> The task
Reproduce exactly, from the line containing "Would you be able to indicate the black", every line down to the end of the data below.

+++

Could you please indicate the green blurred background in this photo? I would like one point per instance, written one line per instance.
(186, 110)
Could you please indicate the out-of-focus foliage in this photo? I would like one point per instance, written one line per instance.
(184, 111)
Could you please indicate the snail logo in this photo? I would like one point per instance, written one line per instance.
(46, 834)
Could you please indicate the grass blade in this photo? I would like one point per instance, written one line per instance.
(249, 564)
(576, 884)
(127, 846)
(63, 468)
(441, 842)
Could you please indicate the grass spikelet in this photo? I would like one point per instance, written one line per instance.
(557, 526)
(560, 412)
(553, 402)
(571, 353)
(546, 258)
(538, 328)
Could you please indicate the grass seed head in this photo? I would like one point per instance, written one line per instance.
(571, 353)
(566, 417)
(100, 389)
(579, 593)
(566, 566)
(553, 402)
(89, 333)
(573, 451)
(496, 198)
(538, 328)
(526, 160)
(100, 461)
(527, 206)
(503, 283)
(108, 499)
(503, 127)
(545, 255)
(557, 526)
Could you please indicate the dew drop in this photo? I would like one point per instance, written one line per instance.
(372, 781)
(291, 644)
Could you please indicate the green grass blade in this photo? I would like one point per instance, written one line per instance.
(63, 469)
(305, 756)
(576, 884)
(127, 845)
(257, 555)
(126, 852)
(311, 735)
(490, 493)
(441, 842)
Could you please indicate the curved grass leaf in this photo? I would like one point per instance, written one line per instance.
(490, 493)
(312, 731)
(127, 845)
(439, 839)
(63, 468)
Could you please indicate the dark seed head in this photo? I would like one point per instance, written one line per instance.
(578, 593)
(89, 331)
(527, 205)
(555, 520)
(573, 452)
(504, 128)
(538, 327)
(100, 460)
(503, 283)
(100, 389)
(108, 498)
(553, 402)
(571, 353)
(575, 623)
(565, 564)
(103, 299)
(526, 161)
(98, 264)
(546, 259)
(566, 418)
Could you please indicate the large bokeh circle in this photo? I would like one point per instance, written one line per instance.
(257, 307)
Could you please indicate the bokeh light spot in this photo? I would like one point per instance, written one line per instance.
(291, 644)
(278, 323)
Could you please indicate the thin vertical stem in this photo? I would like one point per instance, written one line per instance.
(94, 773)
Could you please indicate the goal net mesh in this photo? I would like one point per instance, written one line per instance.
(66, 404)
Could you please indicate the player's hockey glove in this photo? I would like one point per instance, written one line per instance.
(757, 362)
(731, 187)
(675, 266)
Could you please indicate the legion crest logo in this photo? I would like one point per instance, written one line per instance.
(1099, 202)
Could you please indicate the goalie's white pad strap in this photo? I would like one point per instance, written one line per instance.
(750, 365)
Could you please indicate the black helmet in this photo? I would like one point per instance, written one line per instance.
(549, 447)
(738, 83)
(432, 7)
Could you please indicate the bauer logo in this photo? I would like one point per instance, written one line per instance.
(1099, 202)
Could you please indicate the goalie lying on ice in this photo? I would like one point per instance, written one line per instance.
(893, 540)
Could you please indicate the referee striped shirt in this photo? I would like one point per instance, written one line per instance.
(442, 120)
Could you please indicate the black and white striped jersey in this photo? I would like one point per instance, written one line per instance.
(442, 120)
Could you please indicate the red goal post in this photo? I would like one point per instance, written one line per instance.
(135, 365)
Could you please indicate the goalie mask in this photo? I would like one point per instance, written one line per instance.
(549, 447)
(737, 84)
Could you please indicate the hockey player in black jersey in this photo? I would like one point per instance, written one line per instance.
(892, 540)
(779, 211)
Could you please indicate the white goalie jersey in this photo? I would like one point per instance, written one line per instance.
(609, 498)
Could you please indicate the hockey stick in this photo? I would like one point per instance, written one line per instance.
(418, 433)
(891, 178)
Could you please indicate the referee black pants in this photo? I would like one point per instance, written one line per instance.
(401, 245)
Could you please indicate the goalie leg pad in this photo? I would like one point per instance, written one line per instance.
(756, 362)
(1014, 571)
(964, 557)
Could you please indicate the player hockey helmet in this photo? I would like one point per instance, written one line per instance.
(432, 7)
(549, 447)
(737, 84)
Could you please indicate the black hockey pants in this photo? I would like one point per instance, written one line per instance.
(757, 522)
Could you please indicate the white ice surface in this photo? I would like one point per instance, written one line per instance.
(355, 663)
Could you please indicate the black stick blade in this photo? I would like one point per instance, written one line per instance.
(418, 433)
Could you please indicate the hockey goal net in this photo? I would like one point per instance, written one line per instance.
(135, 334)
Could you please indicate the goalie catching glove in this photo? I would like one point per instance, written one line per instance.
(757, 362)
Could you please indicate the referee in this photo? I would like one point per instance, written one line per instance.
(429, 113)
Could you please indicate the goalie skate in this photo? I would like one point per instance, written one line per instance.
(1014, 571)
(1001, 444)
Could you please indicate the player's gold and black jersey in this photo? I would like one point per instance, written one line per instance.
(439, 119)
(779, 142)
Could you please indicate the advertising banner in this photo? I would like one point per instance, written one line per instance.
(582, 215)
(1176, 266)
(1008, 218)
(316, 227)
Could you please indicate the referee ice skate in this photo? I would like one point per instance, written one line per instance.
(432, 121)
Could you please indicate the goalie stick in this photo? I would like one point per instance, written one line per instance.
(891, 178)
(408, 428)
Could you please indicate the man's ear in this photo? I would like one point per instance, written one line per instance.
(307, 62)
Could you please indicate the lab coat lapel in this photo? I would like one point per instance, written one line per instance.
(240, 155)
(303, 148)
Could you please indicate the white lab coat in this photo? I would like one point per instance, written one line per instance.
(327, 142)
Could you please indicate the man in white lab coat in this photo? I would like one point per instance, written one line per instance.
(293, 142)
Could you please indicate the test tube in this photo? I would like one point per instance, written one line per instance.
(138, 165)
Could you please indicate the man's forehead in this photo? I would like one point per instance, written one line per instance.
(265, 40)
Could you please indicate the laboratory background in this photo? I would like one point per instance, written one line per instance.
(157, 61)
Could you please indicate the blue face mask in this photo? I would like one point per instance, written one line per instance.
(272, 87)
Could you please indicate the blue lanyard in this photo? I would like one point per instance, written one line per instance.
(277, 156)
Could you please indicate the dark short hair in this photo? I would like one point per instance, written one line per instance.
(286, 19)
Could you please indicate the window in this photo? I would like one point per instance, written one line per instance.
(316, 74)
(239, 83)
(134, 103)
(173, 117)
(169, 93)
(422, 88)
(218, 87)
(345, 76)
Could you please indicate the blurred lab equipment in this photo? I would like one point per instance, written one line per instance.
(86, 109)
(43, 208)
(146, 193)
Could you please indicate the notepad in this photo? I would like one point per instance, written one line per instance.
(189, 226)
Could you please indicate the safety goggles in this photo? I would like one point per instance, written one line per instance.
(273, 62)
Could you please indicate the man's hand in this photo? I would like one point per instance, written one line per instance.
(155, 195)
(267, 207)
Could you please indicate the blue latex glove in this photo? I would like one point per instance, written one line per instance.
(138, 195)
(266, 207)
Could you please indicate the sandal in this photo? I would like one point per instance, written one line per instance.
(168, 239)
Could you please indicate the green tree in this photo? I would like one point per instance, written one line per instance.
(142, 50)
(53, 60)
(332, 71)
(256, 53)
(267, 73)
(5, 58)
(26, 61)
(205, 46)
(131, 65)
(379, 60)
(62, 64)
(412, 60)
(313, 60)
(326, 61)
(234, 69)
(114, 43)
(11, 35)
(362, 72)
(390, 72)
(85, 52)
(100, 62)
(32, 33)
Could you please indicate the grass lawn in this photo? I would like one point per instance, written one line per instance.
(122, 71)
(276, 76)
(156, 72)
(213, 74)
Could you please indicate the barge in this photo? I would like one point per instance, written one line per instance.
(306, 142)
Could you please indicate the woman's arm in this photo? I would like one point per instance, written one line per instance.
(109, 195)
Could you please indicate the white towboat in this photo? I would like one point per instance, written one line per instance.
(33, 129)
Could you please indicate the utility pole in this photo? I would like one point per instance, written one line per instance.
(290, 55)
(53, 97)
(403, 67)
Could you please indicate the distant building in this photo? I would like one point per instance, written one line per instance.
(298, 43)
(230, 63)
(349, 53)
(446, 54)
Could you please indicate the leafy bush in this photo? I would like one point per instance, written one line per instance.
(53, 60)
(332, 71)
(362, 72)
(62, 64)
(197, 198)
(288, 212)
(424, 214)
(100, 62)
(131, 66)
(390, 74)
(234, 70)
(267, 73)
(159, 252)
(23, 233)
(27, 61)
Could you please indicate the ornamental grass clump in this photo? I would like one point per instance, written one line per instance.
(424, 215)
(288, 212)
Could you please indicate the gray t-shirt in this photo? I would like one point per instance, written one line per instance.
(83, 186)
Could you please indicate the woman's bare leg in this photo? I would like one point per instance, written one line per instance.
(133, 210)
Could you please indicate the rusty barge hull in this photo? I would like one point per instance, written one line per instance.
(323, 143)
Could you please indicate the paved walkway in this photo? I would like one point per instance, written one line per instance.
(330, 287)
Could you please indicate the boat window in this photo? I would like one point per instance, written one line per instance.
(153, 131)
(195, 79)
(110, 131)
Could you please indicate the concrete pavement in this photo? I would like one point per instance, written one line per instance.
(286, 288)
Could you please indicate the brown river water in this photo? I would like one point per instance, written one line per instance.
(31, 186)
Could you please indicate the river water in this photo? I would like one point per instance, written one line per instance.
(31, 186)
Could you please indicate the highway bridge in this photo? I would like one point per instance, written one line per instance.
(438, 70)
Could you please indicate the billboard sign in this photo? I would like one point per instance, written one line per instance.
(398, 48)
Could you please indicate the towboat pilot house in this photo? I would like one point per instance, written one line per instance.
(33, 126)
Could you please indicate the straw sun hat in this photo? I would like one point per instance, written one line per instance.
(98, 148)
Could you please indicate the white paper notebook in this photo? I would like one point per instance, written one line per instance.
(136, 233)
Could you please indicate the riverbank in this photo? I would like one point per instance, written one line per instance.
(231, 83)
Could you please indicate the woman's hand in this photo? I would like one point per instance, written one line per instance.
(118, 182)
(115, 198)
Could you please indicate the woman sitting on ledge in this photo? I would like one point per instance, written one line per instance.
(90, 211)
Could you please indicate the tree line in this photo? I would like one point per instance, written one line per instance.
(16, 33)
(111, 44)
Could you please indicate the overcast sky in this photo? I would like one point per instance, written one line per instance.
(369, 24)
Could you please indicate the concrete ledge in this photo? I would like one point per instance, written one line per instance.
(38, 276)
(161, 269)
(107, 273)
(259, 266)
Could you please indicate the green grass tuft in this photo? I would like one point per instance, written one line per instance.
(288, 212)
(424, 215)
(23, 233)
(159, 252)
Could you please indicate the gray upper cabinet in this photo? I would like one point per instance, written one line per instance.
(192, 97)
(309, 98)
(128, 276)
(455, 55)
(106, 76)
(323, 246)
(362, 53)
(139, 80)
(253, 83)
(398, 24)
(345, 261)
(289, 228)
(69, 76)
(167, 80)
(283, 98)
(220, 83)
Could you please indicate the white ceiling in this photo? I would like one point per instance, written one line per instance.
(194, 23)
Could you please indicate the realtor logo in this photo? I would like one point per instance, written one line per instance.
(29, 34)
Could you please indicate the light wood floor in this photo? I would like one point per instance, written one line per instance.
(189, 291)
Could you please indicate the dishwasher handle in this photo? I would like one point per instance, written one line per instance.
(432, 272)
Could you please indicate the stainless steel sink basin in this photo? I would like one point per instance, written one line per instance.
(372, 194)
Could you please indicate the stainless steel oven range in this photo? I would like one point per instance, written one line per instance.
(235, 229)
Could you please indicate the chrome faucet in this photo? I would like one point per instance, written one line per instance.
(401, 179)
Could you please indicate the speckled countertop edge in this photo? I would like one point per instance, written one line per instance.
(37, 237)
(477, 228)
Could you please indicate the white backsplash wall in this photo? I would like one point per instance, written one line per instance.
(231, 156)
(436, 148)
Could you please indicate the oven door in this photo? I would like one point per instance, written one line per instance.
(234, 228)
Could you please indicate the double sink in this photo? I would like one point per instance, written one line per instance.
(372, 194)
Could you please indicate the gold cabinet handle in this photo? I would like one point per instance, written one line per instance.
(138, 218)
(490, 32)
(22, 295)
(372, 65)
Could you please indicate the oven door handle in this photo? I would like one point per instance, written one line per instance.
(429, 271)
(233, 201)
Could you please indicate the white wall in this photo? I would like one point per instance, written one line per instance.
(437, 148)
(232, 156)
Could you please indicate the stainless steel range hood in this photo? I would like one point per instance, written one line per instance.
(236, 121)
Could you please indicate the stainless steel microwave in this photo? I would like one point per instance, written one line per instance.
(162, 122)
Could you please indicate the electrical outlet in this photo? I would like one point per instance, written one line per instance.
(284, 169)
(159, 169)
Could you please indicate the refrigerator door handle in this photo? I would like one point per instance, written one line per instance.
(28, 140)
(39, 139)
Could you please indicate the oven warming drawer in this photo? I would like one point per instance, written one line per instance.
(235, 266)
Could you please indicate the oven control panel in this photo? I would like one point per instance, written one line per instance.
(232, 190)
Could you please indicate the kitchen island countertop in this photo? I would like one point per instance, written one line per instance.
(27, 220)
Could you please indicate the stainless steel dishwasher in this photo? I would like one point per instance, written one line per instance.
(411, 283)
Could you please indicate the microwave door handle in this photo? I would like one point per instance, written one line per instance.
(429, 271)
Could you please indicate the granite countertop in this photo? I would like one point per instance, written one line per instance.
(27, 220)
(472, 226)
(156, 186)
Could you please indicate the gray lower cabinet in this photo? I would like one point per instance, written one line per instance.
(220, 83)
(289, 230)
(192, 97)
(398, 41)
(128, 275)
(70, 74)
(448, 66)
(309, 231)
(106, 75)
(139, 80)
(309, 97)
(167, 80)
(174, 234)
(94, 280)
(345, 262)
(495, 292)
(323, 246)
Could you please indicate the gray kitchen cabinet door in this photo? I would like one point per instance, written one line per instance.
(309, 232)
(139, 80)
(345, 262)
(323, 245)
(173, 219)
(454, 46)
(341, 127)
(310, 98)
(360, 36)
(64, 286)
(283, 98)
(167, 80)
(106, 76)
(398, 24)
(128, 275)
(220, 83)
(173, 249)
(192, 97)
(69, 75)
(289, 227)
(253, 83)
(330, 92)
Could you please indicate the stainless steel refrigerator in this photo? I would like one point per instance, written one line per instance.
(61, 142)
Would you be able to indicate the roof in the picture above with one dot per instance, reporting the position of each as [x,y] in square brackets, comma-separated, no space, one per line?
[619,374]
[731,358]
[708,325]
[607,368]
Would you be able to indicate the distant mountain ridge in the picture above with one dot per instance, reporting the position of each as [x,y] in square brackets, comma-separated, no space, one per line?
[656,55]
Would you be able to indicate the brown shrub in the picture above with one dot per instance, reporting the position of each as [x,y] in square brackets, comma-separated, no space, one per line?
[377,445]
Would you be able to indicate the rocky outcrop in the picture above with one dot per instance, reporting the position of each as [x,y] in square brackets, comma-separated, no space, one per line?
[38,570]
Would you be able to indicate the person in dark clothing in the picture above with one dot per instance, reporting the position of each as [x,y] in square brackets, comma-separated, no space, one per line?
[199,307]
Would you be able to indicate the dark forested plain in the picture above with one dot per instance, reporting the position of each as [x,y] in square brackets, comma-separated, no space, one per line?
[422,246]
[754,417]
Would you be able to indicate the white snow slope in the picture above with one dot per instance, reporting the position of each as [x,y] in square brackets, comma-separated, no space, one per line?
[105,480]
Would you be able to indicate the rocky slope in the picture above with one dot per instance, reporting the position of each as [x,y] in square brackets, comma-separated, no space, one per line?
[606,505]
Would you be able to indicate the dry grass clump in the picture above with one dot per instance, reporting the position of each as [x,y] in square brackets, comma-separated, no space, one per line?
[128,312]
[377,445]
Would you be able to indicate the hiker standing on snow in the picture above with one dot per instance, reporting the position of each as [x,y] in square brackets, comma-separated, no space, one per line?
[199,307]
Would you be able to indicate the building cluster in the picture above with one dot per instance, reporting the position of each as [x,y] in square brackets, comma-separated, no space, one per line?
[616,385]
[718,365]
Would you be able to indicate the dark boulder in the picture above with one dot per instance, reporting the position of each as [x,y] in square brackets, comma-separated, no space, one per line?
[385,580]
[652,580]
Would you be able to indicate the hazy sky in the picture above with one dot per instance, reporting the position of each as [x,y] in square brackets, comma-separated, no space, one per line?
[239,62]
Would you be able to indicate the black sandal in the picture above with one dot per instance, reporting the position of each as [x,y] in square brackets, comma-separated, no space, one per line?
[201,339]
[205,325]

+++

> Problem solution
Would you be able to indicate the black sandal in the picture above with one dot per instance, reporting the position of each as [x,y] in square brackets, comma-separated, no space, one per line?
[201,339]
[205,325]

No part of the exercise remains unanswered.